Pull out each line below that contains the word "hand".
:: INPUT ROWS
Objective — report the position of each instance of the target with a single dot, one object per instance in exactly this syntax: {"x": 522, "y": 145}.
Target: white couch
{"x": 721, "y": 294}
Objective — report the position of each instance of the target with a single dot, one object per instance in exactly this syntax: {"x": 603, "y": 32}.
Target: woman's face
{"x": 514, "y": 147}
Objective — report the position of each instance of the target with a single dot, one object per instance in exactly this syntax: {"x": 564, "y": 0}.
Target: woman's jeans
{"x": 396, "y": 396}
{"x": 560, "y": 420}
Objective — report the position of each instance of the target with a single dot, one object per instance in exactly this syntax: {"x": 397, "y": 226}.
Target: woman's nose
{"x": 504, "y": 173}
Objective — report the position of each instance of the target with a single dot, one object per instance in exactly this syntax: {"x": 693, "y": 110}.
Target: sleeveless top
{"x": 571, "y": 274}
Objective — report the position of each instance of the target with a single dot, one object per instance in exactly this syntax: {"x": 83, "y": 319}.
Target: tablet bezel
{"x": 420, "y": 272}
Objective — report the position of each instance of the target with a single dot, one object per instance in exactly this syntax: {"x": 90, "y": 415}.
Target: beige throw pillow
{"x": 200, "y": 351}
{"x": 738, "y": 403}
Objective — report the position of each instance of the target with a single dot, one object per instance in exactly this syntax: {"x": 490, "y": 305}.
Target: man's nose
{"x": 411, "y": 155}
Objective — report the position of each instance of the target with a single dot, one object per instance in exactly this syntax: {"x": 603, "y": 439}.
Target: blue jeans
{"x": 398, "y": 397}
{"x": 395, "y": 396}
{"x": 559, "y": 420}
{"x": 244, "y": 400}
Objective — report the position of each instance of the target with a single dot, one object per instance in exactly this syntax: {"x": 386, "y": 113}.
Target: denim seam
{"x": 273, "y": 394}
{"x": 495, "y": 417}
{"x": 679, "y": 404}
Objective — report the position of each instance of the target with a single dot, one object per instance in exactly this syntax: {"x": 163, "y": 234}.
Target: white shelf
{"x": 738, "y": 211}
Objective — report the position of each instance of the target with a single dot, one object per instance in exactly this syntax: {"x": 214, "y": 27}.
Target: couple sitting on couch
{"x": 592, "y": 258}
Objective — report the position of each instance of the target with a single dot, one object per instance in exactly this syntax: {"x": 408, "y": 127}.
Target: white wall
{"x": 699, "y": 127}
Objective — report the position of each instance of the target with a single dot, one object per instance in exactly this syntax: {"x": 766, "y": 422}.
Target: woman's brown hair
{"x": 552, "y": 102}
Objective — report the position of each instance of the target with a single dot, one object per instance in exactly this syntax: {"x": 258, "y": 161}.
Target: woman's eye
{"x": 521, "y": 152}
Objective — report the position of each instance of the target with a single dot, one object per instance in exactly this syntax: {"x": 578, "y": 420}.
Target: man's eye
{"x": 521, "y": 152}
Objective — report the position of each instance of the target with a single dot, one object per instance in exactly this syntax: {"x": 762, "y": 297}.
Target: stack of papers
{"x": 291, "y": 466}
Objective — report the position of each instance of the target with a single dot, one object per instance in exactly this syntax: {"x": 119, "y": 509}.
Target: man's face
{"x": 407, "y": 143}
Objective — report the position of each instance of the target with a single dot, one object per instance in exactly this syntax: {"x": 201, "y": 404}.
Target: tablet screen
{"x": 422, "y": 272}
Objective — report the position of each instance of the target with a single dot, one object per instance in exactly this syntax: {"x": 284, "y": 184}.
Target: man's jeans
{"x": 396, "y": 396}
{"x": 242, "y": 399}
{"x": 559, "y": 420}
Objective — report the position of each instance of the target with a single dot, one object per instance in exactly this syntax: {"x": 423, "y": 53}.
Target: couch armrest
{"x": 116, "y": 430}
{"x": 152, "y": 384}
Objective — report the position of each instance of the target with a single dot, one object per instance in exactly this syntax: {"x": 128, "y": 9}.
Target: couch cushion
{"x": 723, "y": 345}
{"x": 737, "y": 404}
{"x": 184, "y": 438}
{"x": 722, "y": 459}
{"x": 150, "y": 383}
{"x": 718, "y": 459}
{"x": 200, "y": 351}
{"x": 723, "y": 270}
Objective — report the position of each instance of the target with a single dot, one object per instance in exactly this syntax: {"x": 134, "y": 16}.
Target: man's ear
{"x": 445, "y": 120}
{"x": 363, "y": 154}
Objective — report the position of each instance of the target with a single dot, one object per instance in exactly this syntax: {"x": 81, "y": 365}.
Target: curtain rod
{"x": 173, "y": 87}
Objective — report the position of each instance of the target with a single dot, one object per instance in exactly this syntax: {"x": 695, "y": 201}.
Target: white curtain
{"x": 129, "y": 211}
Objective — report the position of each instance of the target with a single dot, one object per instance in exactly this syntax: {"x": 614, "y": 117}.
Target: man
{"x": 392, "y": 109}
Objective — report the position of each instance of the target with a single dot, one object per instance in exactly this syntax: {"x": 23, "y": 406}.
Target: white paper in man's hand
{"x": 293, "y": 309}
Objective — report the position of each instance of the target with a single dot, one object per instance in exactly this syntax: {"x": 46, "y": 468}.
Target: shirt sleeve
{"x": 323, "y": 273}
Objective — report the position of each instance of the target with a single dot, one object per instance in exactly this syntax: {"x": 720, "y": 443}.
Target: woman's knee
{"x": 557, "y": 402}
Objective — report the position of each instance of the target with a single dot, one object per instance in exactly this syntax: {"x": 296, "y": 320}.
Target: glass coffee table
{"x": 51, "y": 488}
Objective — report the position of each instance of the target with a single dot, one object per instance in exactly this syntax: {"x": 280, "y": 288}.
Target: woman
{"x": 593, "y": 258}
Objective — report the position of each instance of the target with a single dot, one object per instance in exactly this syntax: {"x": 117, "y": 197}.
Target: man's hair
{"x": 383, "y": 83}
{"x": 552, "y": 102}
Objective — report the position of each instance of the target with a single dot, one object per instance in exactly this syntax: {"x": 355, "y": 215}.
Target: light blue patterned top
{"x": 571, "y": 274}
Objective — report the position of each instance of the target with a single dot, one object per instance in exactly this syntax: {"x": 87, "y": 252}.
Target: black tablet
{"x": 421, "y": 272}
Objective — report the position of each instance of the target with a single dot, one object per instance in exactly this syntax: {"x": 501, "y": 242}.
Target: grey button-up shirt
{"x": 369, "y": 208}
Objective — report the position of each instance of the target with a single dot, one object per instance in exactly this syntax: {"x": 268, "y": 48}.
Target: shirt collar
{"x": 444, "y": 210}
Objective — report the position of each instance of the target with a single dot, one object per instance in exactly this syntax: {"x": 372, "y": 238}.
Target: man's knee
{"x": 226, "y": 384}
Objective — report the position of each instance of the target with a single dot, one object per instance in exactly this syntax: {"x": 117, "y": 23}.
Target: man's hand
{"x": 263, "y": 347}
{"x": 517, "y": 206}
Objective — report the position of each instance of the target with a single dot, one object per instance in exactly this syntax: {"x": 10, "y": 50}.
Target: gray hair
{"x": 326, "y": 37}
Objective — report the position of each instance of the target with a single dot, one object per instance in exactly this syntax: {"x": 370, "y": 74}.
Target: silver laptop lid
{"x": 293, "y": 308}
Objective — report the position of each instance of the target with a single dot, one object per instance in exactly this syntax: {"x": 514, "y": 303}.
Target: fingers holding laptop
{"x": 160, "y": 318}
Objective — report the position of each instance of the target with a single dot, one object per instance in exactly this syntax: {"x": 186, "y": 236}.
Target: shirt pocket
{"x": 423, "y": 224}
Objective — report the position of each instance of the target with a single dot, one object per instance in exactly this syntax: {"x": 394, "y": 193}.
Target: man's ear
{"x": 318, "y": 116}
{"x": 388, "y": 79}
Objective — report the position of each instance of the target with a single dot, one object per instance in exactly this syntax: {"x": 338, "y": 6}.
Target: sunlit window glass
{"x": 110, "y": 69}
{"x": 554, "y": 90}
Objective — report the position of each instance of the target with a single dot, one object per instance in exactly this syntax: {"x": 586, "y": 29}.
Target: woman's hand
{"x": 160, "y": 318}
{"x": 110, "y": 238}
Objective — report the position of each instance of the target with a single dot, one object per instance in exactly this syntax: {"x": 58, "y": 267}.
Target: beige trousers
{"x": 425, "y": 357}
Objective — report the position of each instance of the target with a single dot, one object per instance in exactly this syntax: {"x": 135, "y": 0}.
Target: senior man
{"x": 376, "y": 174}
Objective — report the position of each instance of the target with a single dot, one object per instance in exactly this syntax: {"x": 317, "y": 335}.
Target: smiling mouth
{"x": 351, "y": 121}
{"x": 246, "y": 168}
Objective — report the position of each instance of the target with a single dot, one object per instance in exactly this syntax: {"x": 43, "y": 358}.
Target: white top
::::
**TASK RESULT**
Target: white paper in man's hand
Target: man's hand
Target: woman's hand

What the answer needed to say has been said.